SET PROBLEM: Count the lines in the listing below that contain the word "instance". Reply with the number alone.

SUPPLIED ENTRIES:
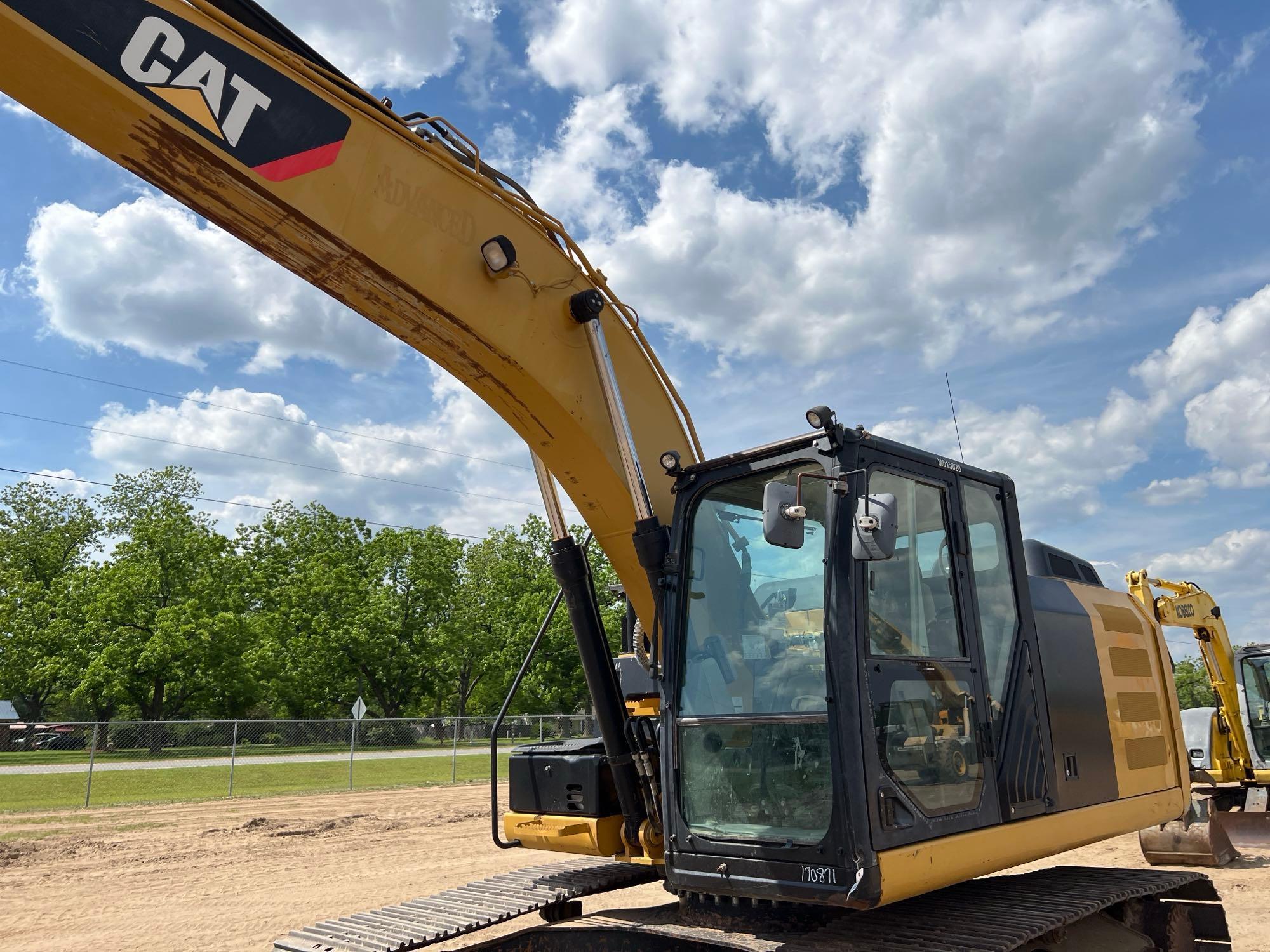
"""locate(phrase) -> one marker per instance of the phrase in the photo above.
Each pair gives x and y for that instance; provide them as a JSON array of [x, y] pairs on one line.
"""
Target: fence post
[[92, 757], [454, 757], [352, 747], [233, 756]]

OUTPUT OF THE TASK: 2